Philadelphia, as the largest school district in the state, was a leading battleground in the drive to reopen schools. On March 8, 53 K-2 schools opened, followed by 45 more on March 15 and additional schools opening throughout the rest of the month. Current district plans are for the return of grade 3–5 students on April 26 for hybrid instruction.
Just two weeks into the reopening plan, Mayfair Elementary was forced to close after at least five cases were reported. Of the 2,100 students enrolled in the school only 30 had been inside the building before it closed, according to the Inquirer .
Pennsylvania has not committed to reporting COVID-19 cases in schools, but teachers in Philadelphia have organized a dashboard reporting cases in schools, run by Parents United for Public Education and Caucus of Working Educators. The dashboard has reported 78 cases and two school closures since early March. Twenty-three cases were reported between just March 23 and 26.
Considering the propensity of young children to be asymptomatic carriers of the virus it is likely that the actual number of infections is much higher.
The focus on returning students to the classroom has now shifted to Pittsburgh, the second-largest school district in the state, which has been teaching remotely since March 2020.
Several thousand students will begin returning to class on Monday, April 6. Pittsburgh will return students in a staggered pattern according to their performance level in online education. Those who have not shown positive development through online instruction, 4,786 students, will return on Monday, while the rest of students, about 16,000 students, will be phased in between April 26 and May 3 in a hybrid model for two days of the week.

EXTRACTED DATA ->
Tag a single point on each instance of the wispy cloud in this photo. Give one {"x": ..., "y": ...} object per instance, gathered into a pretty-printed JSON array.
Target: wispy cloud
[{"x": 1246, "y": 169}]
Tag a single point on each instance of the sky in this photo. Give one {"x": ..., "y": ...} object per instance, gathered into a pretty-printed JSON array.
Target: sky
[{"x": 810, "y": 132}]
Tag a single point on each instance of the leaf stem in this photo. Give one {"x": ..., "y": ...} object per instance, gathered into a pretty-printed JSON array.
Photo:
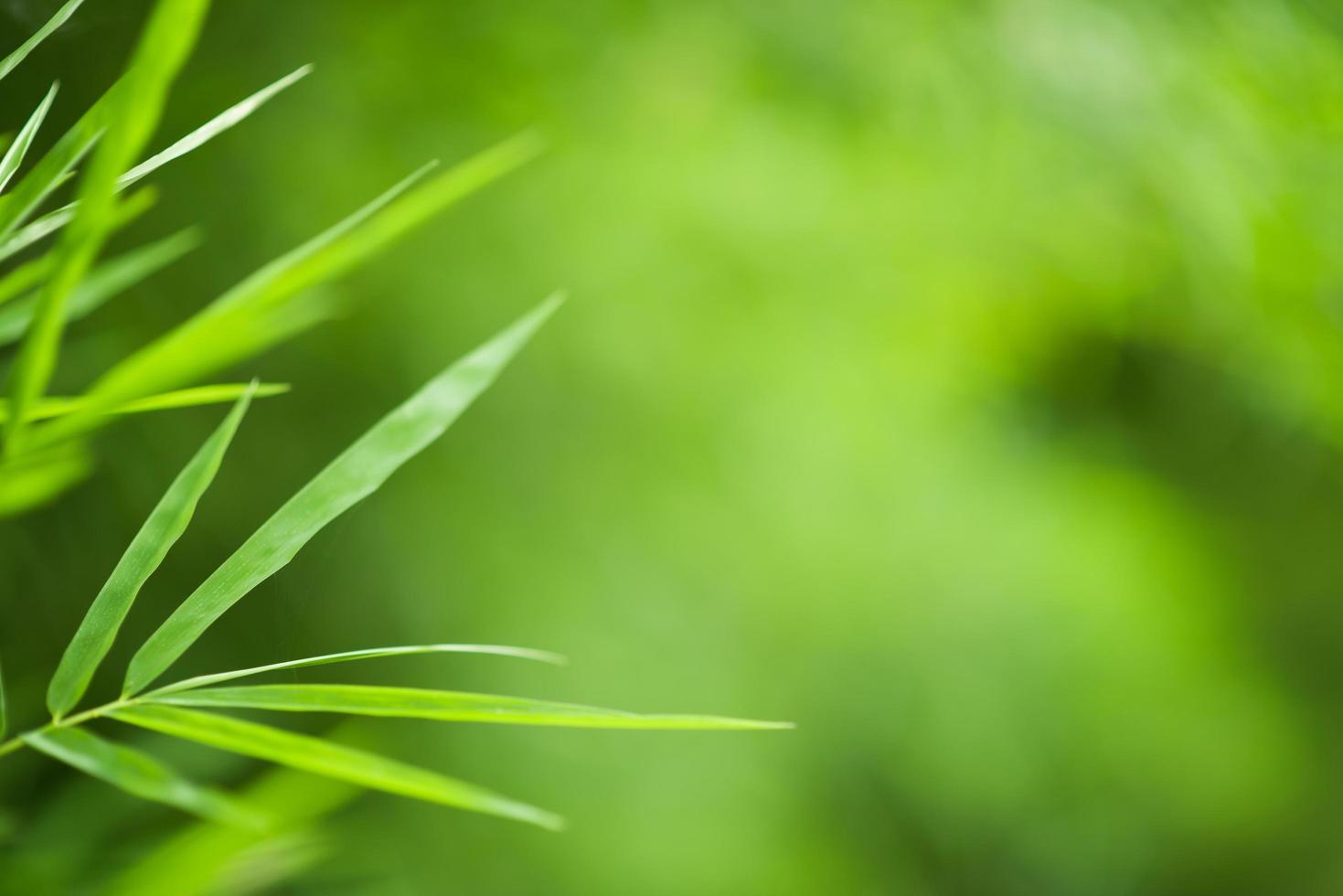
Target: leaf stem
[{"x": 69, "y": 721}]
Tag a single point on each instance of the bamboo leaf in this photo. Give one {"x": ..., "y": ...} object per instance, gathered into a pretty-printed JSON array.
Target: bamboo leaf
[
  {"x": 12, "y": 60},
  {"x": 444, "y": 706},
  {"x": 227, "y": 329},
  {"x": 146, "y": 551},
  {"x": 372, "y": 653},
  {"x": 351, "y": 477},
  {"x": 55, "y": 168},
  {"x": 139, "y": 774},
  {"x": 58, "y": 164},
  {"x": 133, "y": 206},
  {"x": 103, "y": 283},
  {"x": 19, "y": 148},
  {"x": 37, "y": 475},
  {"x": 197, "y": 397},
  {"x": 329, "y": 759},
  {"x": 166, "y": 42},
  {"x": 212, "y": 128},
  {"x": 23, "y": 278}
]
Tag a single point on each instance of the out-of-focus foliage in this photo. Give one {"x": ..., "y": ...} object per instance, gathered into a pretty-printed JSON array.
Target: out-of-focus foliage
[{"x": 958, "y": 379}]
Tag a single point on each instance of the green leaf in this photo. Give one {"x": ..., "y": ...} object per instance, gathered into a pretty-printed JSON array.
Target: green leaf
[
  {"x": 39, "y": 475},
  {"x": 371, "y": 653},
  {"x": 197, "y": 397},
  {"x": 23, "y": 278},
  {"x": 139, "y": 774},
  {"x": 212, "y": 128},
  {"x": 12, "y": 60},
  {"x": 55, "y": 168},
  {"x": 146, "y": 551},
  {"x": 444, "y": 706},
  {"x": 57, "y": 165},
  {"x": 329, "y": 759},
  {"x": 203, "y": 859},
  {"x": 163, "y": 50},
  {"x": 243, "y": 320},
  {"x": 103, "y": 283},
  {"x": 352, "y": 475},
  {"x": 19, "y": 148},
  {"x": 134, "y": 206}
]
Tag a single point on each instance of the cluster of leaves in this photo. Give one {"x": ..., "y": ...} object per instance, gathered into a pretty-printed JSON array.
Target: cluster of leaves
[
  {"x": 243, "y": 320},
  {"x": 46, "y": 448}
]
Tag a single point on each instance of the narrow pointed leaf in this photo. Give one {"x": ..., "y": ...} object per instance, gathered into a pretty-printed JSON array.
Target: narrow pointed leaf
[
  {"x": 200, "y": 395},
  {"x": 212, "y": 128},
  {"x": 103, "y": 283},
  {"x": 223, "y": 331},
  {"x": 372, "y": 653},
  {"x": 166, "y": 42},
  {"x": 19, "y": 148},
  {"x": 146, "y": 551},
  {"x": 12, "y": 60},
  {"x": 139, "y": 774},
  {"x": 352, "y": 475},
  {"x": 444, "y": 706},
  {"x": 37, "y": 477},
  {"x": 329, "y": 759},
  {"x": 57, "y": 166},
  {"x": 23, "y": 278},
  {"x": 226, "y": 331},
  {"x": 133, "y": 206}
]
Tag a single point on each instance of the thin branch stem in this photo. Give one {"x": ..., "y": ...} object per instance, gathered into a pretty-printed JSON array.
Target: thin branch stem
[{"x": 69, "y": 721}]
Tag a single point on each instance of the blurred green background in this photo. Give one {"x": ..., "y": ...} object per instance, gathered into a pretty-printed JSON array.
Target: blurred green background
[{"x": 961, "y": 380}]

DIRECTIONS ->
[1] What is the Spanish translation of this sentence from the text on school reopenings: "Several thousand students will begin returning to class on Monday, April 6."?
[2] Do these statements agree with the text on school reopenings? Answer yes or no for each, quoting the deciding words. (a) Mayfair Elementary closed after at least five cases were reported. (b) Pennsylvania has committed to reporting COVID-19 cases in schools. (c) Pittsburgh will return all of its students on the same day.
[3] Can you print the stretch of the text on school reopenings from "Philadelphia, as the" through "for hybrid instruction."?

ANSWERS BY ITEM ->
[1] Varios miles de estudiantes comenzarán a regresar a clases el lunes 6 de abril.

[2]
(a) Yes: "Mayfair Elementary was forced to close after at least five cases were reported"
(b) No: "Pennsylvania has not committed to reporting COVID-19 cases in schools"
(c) No: "Pittsburgh will return students in a staggered pattern according to their performance level in online education"

[3]
Philadelphia, as the largest school district in the state, was a leading battleground in the drive to reopen schools. On March 8, 53 K-2 schools opened, followed by 45 more on March 15 and additional schools opening throughout the rest of the month. Current district plans are for the return of grade 3–5 students on April 26 for hybrid instruction.